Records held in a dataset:
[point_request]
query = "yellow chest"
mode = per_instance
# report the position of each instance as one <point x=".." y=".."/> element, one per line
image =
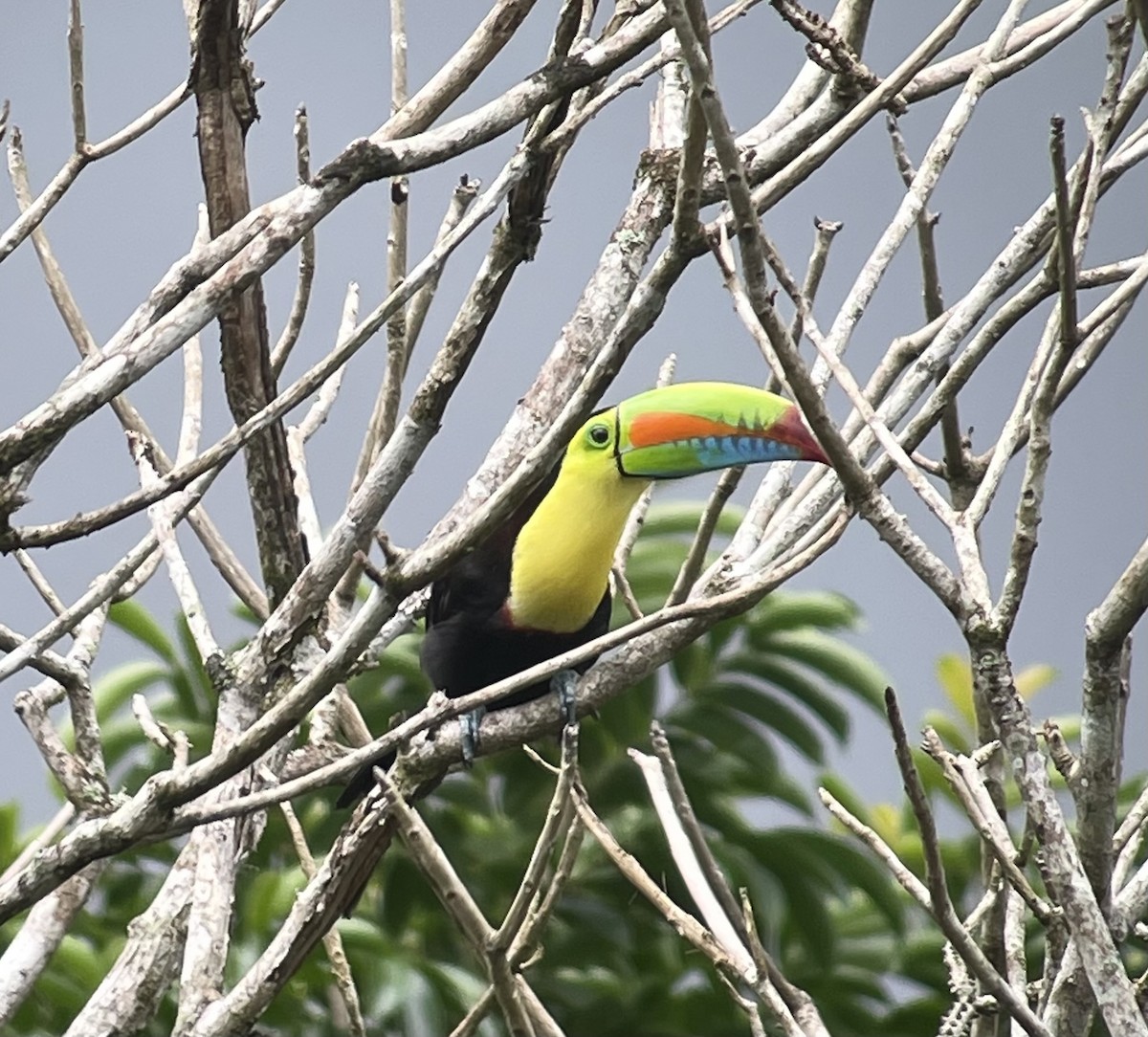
<point x="563" y="553"/>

• Exercise objective
Retype the listing above line for line with no alterations, omitting any pictures from your reply.

• Response to the task
[point_request]
query = "yellow chest"
mode = per_instance
# report the position of each instance as one <point x=".." y=".."/> element, one per line
image =
<point x="563" y="553"/>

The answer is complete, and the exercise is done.